→ **Excerpt to read**
※
The mothballing of Corus’ Teesside Cast Products plant last Friday is being viewed as another indication that manufacturing must innovate and move beyond traditional industries to survive.
The government gave little assurance to the 1,600 employees of the mothballed plant in Redcar, Teesside that their old steel jobs would be coming back.
Instead, business secretary Lord Mandelson announced a plan to turn the Teesside community – which has specialised in iron and steelmaking for 150 years – into a hub for low-carbon and advanced manufacturing.
The ambitious strategy – backed by a £60m government and regional development agency fund – is aimed at giving the UK a boost in a sector that lower-wage economies cannot compete in. It also recognises that the traditional polluting processes involved with steel making do not fit in with the government’s vision for the UK’s future green economy.
The government and regional agency One North East foresees the Tees Valley Industrial Programme, as the fund is called, eventually creating up to 10,000 jobs manufacturing green products such as offshore wind turbines or enzyme-derived chemicals. It is hoped these jobs could benefit unemployed Teesside workers, which could eventually be more than 10,000 as an indirect result of the mothballed Corus plant.
Still, there is the question of how transferable the skills of a veteran steel worker will be in the chemical processing or turbine manufacturing business.
※
Records contained in a dataset:
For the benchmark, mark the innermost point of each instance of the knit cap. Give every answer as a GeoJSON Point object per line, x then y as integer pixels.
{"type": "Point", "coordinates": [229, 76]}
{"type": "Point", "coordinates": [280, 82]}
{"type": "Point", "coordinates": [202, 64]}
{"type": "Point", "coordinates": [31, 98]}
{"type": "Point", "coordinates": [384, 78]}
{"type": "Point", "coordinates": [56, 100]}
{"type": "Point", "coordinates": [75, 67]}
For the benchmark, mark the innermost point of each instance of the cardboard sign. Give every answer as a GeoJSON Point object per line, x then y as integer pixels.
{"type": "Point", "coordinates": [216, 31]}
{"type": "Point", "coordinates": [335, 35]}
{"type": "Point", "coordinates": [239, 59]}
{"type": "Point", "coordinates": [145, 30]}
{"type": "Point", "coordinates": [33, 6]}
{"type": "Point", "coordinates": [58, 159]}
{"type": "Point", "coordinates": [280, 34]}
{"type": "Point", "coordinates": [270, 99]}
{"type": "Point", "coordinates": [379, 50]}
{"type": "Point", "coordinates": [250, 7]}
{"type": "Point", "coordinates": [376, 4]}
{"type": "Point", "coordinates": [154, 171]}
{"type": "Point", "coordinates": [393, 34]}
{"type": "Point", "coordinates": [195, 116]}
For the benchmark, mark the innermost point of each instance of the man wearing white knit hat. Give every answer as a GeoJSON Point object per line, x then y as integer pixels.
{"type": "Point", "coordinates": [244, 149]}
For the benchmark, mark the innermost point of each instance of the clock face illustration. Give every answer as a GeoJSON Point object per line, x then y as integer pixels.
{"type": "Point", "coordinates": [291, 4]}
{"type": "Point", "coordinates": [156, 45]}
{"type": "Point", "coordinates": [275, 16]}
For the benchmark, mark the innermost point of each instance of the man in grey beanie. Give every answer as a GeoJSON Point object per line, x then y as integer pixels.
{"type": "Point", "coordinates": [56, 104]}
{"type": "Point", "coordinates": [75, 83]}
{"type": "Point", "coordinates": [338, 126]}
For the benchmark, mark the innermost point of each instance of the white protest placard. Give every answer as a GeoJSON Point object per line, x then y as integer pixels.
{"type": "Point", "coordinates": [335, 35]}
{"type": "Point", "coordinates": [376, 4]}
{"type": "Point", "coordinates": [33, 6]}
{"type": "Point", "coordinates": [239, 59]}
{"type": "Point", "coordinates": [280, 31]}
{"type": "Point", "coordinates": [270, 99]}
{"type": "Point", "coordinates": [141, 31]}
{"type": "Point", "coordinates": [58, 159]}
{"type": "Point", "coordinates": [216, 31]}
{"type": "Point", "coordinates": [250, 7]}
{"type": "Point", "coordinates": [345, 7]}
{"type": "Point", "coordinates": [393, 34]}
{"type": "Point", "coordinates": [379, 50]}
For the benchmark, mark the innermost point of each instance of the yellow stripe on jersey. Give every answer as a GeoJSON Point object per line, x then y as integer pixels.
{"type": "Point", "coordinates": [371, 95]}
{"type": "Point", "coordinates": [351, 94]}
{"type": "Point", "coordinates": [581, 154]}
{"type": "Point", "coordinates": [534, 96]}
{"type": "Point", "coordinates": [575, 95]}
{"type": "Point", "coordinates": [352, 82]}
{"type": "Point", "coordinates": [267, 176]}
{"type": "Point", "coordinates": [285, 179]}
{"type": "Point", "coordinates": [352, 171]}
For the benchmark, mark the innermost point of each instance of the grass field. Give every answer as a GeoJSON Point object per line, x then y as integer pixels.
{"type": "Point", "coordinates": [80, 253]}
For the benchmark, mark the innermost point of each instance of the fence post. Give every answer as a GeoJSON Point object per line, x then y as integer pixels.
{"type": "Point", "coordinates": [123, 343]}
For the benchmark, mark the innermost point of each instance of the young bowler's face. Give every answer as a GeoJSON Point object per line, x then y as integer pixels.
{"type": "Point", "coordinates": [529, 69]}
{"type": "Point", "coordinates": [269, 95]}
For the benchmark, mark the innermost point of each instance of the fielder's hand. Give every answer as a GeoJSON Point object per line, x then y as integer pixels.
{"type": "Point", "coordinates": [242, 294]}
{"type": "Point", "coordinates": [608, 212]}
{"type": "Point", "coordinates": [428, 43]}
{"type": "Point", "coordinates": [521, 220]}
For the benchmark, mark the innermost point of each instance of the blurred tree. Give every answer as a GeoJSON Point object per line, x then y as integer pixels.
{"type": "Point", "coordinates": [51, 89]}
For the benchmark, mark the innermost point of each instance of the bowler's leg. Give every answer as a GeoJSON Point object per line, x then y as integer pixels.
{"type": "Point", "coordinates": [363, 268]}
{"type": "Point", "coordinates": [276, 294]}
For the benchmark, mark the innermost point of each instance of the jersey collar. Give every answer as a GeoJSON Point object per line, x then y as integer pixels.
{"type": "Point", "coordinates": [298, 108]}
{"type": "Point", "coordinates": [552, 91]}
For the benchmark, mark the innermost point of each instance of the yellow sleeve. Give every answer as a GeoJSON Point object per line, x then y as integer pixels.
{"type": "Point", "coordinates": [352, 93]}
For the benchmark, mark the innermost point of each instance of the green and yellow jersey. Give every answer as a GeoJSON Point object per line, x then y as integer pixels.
※
→ **Tasks to carry out**
A - According to the article on the Teesside plant, how many employees worked at the mothballed plant in Redcar?
B - Rewrite everything from "The mothballing of" down to "be coming back." in the article on the Teesside plant, changing "employees" to "workers".

→ **Answers to the tasks**
A - 1,600

B -
The mothballing of Corus’ Teesside Cast Products plant last Friday is being viewed as another indication that manufacturing must innovate and move beyond traditional industries to survive.
The government gave little assurance to the 1,600 workers of the mothballed plant in Redcar, Teesside that their old steel jobs would be coming back.